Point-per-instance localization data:
Content starts

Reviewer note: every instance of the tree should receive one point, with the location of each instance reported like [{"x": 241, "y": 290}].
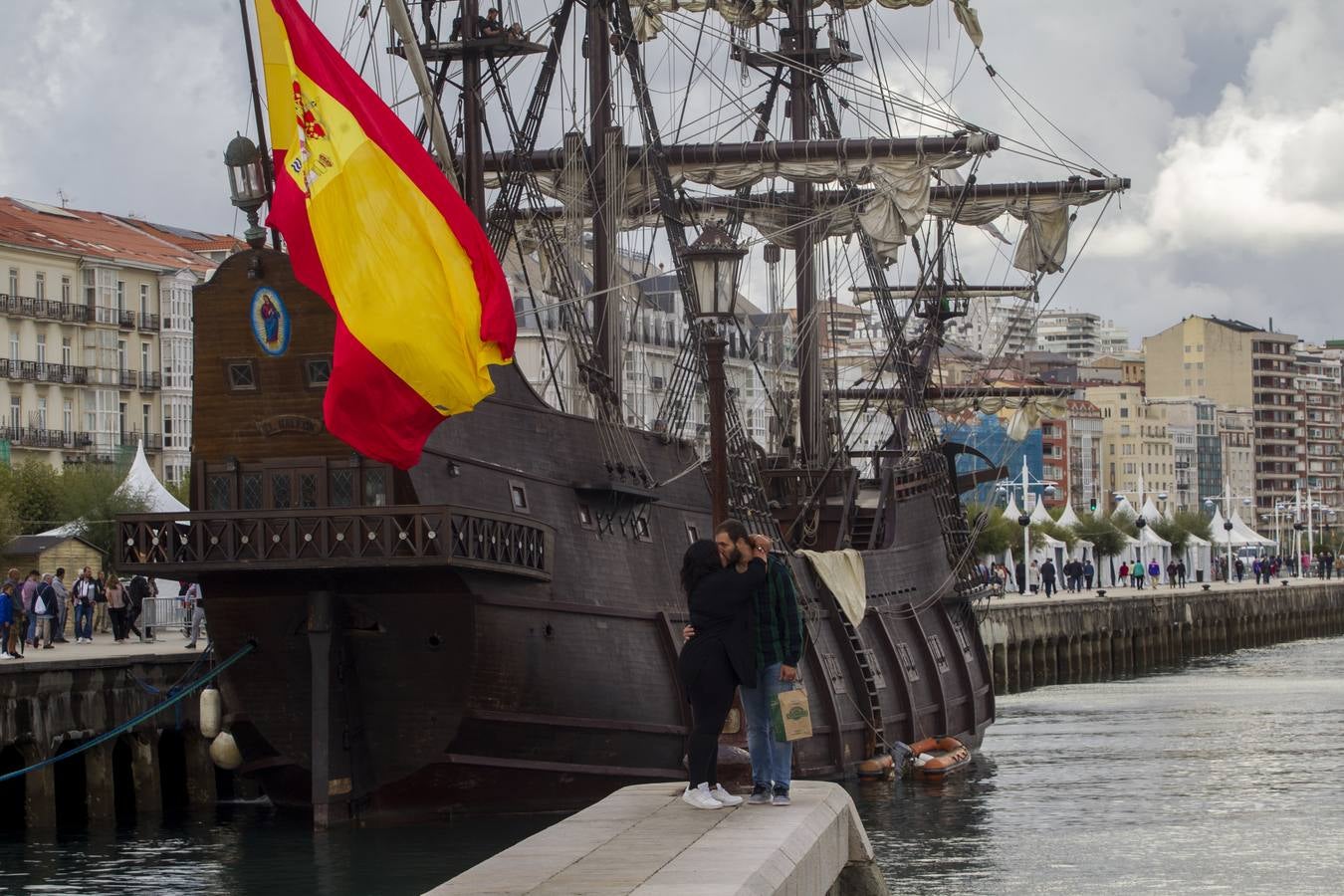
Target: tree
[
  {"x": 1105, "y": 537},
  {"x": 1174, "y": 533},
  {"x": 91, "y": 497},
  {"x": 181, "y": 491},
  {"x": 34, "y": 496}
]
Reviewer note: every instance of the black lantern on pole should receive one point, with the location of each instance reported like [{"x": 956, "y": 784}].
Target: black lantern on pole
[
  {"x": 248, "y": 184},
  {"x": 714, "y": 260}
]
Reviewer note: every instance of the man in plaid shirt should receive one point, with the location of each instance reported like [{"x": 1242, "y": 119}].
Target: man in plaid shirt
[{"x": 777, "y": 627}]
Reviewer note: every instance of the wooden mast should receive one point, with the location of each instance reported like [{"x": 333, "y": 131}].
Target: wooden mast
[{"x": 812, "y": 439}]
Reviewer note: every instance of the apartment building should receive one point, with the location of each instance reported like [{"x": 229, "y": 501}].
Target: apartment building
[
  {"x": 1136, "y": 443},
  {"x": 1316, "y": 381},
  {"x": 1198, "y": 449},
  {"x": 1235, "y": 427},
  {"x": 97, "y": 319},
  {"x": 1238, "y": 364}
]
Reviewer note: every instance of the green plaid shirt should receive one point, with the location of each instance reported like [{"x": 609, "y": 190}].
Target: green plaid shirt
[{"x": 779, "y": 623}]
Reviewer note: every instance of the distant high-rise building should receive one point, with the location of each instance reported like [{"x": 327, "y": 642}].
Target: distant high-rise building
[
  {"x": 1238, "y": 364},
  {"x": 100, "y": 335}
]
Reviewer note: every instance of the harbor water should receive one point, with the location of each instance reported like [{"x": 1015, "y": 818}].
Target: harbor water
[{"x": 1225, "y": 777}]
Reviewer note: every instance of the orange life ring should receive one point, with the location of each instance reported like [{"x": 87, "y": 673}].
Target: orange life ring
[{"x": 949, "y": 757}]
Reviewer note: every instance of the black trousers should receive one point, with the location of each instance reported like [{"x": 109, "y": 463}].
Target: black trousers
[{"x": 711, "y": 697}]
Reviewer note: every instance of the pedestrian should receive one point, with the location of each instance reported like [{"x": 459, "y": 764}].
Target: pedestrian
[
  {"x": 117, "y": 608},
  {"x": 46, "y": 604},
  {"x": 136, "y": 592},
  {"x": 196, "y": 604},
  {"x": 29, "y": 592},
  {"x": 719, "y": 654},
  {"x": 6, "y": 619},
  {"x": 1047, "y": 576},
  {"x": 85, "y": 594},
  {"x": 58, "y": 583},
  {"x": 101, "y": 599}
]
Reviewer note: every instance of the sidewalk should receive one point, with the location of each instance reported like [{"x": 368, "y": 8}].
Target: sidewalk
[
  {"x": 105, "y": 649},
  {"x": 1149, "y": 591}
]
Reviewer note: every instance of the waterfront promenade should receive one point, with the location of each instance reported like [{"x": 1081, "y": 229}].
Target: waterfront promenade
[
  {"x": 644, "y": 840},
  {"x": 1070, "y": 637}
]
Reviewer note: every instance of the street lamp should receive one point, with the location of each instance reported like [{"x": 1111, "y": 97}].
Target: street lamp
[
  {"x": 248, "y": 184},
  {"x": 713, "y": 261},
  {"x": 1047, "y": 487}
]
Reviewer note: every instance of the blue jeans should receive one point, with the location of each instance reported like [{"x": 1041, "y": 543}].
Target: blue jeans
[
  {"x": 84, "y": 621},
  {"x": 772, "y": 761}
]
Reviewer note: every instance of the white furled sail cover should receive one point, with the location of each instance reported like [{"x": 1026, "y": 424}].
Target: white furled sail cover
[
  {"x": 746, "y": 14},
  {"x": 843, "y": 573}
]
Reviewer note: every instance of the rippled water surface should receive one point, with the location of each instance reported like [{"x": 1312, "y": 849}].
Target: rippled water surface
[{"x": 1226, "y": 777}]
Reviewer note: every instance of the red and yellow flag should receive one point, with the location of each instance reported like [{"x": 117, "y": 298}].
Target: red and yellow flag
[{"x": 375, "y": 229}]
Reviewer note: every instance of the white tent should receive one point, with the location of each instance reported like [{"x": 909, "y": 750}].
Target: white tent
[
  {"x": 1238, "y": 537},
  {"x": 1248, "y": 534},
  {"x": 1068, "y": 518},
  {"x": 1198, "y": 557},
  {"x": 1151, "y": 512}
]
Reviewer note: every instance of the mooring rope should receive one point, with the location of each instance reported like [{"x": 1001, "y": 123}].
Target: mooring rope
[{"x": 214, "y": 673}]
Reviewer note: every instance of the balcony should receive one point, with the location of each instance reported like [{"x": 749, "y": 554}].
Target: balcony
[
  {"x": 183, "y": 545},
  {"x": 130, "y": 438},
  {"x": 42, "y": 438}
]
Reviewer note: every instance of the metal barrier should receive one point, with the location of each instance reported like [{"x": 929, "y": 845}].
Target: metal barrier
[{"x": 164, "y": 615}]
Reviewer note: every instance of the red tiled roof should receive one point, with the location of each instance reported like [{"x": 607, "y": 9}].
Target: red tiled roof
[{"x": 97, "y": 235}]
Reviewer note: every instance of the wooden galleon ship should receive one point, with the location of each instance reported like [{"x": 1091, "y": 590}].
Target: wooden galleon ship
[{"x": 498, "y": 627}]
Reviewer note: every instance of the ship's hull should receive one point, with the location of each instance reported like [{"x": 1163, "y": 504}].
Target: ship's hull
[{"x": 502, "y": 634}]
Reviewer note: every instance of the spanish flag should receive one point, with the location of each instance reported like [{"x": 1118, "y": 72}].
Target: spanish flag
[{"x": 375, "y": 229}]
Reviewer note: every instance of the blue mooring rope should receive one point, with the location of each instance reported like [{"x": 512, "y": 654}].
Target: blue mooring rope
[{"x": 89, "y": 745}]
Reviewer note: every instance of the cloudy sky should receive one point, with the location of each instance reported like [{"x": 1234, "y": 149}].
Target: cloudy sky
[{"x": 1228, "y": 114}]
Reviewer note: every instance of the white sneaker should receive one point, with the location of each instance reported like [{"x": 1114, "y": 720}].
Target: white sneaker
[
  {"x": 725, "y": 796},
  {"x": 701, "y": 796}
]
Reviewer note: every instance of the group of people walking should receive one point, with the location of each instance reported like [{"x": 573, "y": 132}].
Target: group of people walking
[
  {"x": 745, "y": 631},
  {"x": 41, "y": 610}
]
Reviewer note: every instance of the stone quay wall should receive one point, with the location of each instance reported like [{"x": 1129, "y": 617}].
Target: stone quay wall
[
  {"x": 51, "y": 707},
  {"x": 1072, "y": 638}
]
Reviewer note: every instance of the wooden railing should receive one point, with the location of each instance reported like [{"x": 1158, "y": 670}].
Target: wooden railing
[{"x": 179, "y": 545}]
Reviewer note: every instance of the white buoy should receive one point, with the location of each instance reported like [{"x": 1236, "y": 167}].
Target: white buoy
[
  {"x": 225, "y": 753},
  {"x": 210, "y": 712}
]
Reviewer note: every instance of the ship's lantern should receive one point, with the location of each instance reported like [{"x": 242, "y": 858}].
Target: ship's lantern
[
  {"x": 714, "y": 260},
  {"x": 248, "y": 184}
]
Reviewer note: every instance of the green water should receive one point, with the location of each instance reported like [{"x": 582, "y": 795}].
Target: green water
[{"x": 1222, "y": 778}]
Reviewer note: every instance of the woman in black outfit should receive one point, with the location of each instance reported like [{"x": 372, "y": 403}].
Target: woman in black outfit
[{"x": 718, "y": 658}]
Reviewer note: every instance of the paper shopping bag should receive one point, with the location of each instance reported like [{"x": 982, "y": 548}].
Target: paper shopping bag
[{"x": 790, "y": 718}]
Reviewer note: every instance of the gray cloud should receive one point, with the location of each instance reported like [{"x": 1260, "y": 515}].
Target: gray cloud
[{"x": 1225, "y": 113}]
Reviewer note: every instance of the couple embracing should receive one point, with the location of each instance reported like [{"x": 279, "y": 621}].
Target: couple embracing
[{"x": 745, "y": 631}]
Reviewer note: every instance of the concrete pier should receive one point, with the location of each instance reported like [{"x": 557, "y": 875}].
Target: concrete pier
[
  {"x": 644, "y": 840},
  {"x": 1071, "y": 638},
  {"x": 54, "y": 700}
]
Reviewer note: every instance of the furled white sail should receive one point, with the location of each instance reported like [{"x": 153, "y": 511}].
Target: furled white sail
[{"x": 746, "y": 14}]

Content ends

Repeat word for word the lines above that run from the line containing "Target: ship's lantern" through the line containing "Reviewer note: every instance of the woman", both ends included, and nothing else.

**ANSWER AREA:**
Target: ship's lantern
[
  {"x": 714, "y": 260},
  {"x": 248, "y": 184}
]
Reviewer note: every instance of the green water should receive one point, with the location of each instance reported like [{"x": 582, "y": 795}].
Target: green water
[{"x": 1222, "y": 778}]
Reviewer note: every instance of the woman in black outfit should receive one point, with the location of each instance reported like [{"x": 372, "y": 403}].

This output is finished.